═════ WYBRANY FRAGMENT ═════

Jacek Sasin
Magda Jasińska: Prawo i Sprawiedliwość zapowiada, że – jeśli wygra wybory – to będą Państwo nastawieni na poprawę poziomu życia Polaków. To w ogóle możliwe, żebyśmy wyrównali poziomem życia chociażby do naszych zachodnich sąsiadów?
Jacek Sasin: Jest to możliwe, w ciągu ostatnich czterech lat dokonaliśmy przecież ogromnego skoku. To skok i cywilizacyjny - mamy bardzo szybki wzrost gospodarczy i coraz większe zasoby – również do tego, żeby się szybciej rozwijać. Ale dokonaliśmy również skoku w poziomie życia - jeśli spojrzymy chociażby na płacę minimalną. Średnia płaca w tej chwili oscyluje w granicach 5 tys. zł. Praktycznie uporaliśmy się z problemem bezrobocia, wspomogliśmy bardzo wiele grup społecznych - tych, którym żyje się najgorzej, jak chociażby emeryci czy rodziny wielodzietne, ale również matki, które nie pracowały i nie mają swoich emerytur, bo wychowały więcej dzieci. To wszystko dzisiaj buduje taki obraz Polski, w którym obywatelom żyje się na wyższym poziomie.

═════ DOSTARCZONE DANE ═════

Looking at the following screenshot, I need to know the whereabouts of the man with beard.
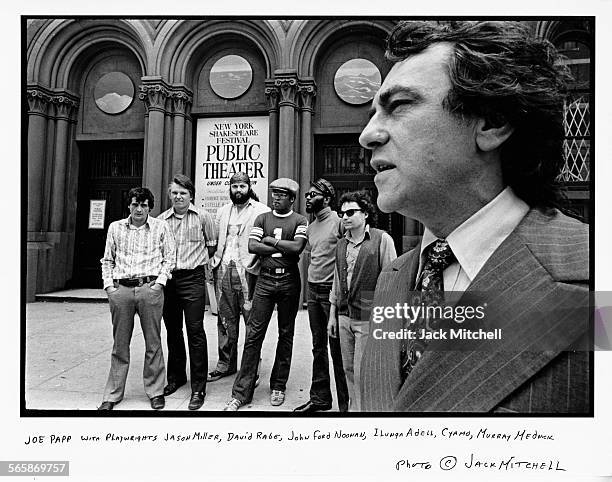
[159,174,217,410]
[224,178,308,412]
[208,172,270,382]
[294,178,349,413]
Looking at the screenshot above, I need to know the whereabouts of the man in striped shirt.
[98,187,175,410]
[224,178,308,411]
[159,174,217,410]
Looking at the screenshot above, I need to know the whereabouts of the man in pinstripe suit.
[360,21,591,413]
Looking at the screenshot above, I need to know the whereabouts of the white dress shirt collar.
[421,187,529,282]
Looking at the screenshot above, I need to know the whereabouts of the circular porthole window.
[209,55,253,99]
[334,59,381,105]
[94,72,134,114]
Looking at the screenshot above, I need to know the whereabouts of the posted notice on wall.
[89,199,106,229]
[195,116,269,216]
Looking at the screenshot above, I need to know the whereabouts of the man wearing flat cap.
[208,172,270,382]
[225,178,308,411]
[294,178,349,413]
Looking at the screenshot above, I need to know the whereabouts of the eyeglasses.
[340,209,363,218]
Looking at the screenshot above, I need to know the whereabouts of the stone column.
[298,79,317,213]
[170,86,193,176]
[138,77,170,216]
[49,92,79,232]
[274,70,298,180]
[27,86,51,233]
[265,80,280,181]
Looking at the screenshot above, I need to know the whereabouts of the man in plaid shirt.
[98,187,175,410]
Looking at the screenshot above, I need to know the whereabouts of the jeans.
[216,261,251,374]
[164,266,208,392]
[338,315,370,412]
[232,266,301,403]
[308,282,349,412]
[102,284,166,402]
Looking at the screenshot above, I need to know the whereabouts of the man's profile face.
[170,182,191,213]
[129,196,150,226]
[230,181,249,204]
[359,43,478,220]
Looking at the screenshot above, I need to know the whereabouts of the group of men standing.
[95,21,592,413]
[99,166,382,412]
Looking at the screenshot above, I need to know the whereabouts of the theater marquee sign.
[195,116,269,216]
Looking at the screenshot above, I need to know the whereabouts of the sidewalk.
[25,301,337,412]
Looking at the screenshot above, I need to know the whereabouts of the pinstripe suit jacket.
[361,210,592,414]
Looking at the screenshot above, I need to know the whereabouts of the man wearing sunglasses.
[294,178,349,413]
[328,191,397,412]
[224,178,308,411]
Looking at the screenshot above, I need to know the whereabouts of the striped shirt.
[100,216,176,289]
[158,204,217,269]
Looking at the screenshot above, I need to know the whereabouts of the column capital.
[264,79,280,112]
[26,85,52,116]
[51,91,79,122]
[274,72,298,108]
[168,84,193,117]
[138,77,171,114]
[298,79,317,114]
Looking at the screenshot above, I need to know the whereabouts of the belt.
[172,265,204,276]
[261,268,295,274]
[113,276,157,288]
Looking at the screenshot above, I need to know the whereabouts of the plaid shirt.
[100,216,175,289]
[158,204,217,269]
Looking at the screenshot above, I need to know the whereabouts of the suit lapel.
[394,220,588,412]
[361,245,420,411]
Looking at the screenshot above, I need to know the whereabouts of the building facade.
[24,17,593,301]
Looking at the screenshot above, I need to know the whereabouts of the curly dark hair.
[338,191,378,226]
[128,187,155,210]
[386,21,570,208]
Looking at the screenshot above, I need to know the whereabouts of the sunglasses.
[340,209,363,218]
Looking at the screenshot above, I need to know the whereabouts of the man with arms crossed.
[208,172,270,382]
[98,187,175,410]
[224,178,308,411]
[294,178,349,413]
[360,21,590,413]
[159,174,217,410]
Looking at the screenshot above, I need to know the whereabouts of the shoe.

═════

## CEL ĆWICZENIA
Przepisz słowo w słowo cały wybrany fragment z rozmową z Jackiem Sasinem.

## ODPOWIEDŹ
Jacek Sasin
Magda Jasińska: Prawo i Sprawiedliwość zapowiada, że – jeśli wygra wybory – to będą Państwo nastawieni na poprawę poziomu życia Polaków. To w ogóle możliwe, żebyśmy wyrównali poziomem życia chociażby do naszych zachodnich sąsiadów?
Jacek Sasin: Jest to możliwe, w ciągu ostatnich czterech lat dokonaliśmy przecież ogromnego skoku. To skok i cywilizacyjny - mamy bardzo szybki wzrost gospodarczy i coraz większe zasoby – również do tego, żeby się szybciej rozwijać. Ale dokonaliśmy również skoku w poziomie życia - jeśli spojrzymy chociażby na płacę minimalną. Średnia płaca w tej chwili oscyluje w granicach 5 tys. zł. Praktycznie uporaliśmy się z problemem bezrobocia, wspomogliśmy bardzo wiele grup społecznych - tych, którym żyje się najgorzej, jak chociażby emeryci czy rodziny wielodzietne, ale również matki, które nie pracowały i nie mają swoich emerytur, bo wychowały więcej dzieci. To wszystko dzisiaj buduje taki obraz Polski, w którym obywatelom żyje się na wyższym poziomie.